» Your task
Go to the line with "Target: sticker on bin" in the records below, then output it and each following line exactly, up to and including the line with "Target: patterned red carpet". Skip pictures and add nothing.
-- Extracted material follows --
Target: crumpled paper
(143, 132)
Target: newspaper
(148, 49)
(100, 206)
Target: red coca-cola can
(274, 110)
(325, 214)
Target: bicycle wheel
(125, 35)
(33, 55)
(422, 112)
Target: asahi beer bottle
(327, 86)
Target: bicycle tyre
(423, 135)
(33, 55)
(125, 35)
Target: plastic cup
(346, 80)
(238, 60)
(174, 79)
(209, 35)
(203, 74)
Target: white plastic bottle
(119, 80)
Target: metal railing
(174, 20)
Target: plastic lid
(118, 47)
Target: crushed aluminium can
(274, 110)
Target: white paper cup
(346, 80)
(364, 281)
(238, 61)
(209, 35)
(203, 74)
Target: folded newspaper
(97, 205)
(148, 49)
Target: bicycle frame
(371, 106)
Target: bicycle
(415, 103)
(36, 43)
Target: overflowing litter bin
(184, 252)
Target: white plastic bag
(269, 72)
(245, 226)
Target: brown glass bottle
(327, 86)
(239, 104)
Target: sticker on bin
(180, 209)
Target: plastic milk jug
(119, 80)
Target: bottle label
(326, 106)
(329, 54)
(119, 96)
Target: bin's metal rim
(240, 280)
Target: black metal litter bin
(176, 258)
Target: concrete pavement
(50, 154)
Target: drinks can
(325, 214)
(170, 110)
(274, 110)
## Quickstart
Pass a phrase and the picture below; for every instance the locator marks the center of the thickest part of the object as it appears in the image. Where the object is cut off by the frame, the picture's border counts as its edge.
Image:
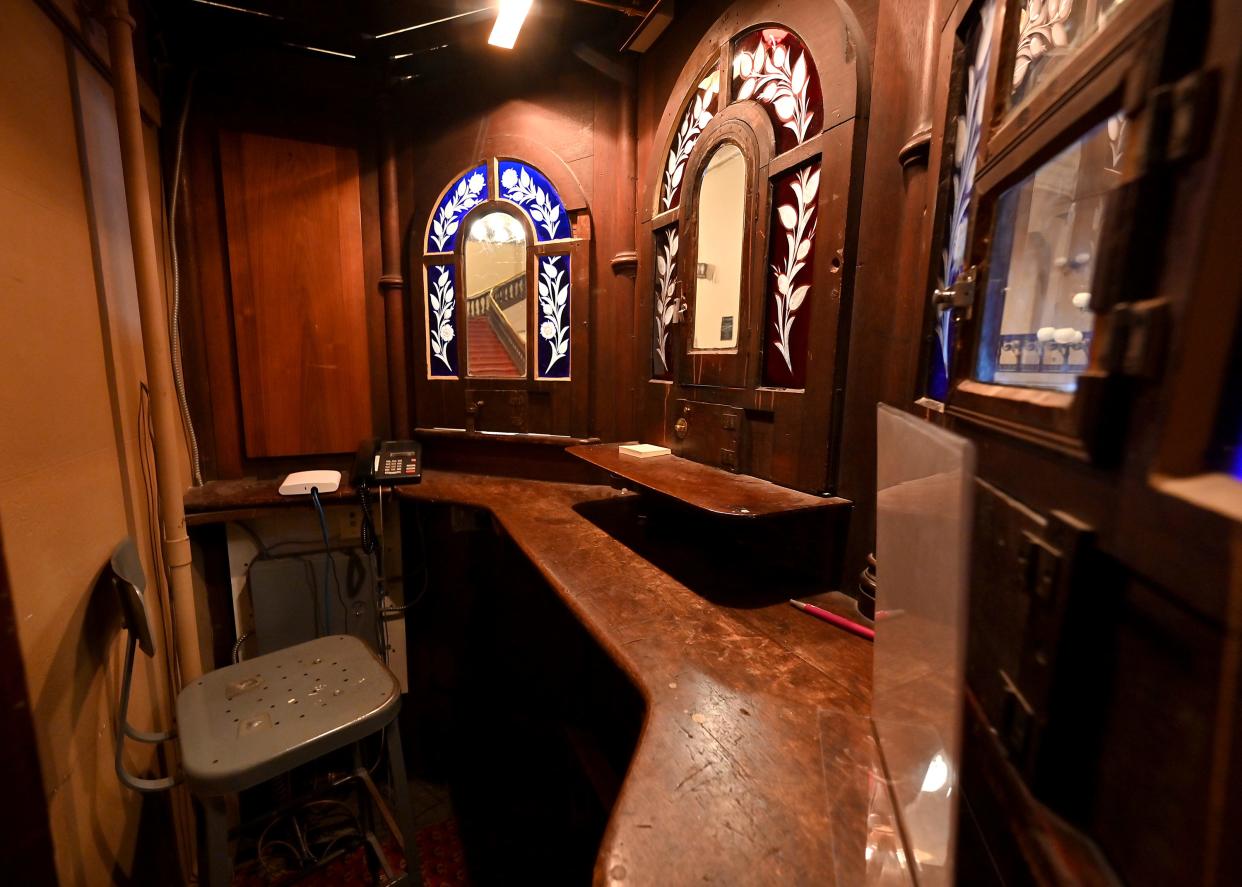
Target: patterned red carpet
-- Extracted material concluded --
-- Extracted material follows --
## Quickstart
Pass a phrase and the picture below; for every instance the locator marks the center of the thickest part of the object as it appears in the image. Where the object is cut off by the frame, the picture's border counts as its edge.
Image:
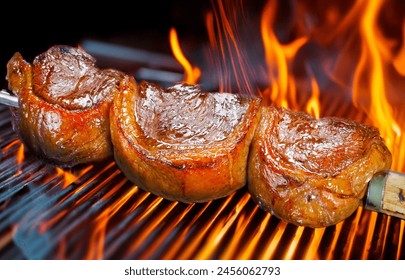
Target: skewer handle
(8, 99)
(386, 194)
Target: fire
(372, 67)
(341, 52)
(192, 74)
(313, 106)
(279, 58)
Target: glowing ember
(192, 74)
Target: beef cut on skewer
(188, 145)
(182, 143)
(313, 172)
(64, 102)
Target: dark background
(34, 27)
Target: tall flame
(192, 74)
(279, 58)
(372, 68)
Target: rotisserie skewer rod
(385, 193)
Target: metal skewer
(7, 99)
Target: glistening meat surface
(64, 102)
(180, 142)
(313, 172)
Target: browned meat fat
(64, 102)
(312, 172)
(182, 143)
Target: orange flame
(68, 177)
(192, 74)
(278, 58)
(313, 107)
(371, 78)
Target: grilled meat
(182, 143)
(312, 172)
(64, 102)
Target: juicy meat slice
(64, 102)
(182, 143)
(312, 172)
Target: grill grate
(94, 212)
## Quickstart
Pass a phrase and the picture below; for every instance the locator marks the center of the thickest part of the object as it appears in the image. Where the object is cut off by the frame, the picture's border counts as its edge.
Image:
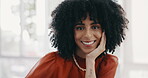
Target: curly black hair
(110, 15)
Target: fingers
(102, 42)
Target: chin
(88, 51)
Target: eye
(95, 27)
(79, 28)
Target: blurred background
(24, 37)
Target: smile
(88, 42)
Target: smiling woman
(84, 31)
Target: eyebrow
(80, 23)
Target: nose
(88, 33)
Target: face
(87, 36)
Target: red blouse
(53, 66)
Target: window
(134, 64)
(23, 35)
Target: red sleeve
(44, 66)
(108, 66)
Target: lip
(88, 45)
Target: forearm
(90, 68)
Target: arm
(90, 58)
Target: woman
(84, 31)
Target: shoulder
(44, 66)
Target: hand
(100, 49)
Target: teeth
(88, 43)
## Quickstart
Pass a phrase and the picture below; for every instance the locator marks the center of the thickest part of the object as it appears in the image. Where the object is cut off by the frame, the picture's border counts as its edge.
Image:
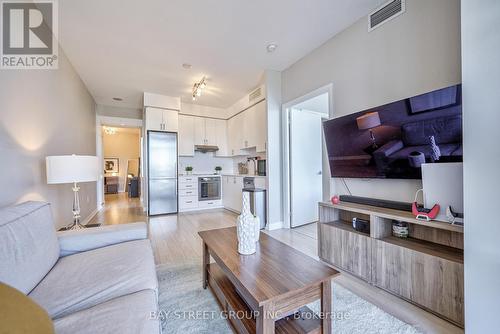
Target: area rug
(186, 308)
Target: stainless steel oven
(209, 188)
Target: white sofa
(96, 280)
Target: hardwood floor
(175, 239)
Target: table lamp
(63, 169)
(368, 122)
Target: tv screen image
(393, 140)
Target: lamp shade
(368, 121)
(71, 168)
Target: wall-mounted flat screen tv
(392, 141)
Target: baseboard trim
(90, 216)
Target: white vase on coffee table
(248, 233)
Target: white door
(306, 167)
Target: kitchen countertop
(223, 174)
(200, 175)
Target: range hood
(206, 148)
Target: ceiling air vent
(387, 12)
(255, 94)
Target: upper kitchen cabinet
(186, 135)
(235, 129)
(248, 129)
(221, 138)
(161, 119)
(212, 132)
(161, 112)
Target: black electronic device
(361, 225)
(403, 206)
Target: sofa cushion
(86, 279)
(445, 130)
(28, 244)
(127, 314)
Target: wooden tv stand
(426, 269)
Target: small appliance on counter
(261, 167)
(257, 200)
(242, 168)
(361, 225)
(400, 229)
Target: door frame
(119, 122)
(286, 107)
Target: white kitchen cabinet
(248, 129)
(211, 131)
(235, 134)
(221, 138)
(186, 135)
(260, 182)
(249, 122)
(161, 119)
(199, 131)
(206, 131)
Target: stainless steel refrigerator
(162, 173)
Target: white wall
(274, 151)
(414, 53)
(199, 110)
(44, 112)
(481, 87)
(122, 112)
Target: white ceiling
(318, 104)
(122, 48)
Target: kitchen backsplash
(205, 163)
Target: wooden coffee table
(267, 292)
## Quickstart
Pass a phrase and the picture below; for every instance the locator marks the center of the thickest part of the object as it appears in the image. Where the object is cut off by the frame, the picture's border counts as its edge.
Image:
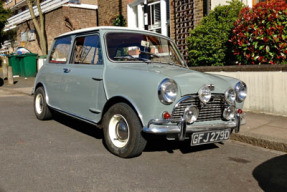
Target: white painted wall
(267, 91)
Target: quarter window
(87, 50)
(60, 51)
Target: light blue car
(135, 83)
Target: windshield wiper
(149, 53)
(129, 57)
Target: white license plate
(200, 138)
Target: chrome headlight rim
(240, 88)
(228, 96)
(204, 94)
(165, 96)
-- Extracted material concluded --
» Response box
Target: sticker on bin
(180, 209)
Target: plastic milk jug
(119, 80)
Target: bottle label
(326, 106)
(329, 54)
(119, 96)
Target: bin's metal rim
(240, 280)
Target: black metal litter bin
(176, 258)
Target: concrete pavement
(50, 154)
Target: drinks can
(325, 214)
(170, 110)
(274, 110)
## Quickstart
Pass a phrase and the picture below; for every instance the locator marks the center of the thickest part of the object as it appears in the image. Where the object is cut off by the frame, the picture's border counts as its edge.
Image:
Target: patterned red carpet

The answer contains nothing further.